- **WHAT IS EXPECTED**: Every line holding the string "white" should be copied out of the listing.
····················
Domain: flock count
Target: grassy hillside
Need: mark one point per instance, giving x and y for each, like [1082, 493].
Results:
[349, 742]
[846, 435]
····················
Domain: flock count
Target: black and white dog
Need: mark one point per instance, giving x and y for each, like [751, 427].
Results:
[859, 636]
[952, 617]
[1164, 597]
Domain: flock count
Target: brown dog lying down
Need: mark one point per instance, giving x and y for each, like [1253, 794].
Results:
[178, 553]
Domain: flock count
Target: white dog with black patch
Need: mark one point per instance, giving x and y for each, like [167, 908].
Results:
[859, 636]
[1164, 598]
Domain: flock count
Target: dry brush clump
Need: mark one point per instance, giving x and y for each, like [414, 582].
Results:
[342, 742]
····················
- **SOLUTION FOR THIS TASK**:
Target: black and white dog
Target: white dog with black patch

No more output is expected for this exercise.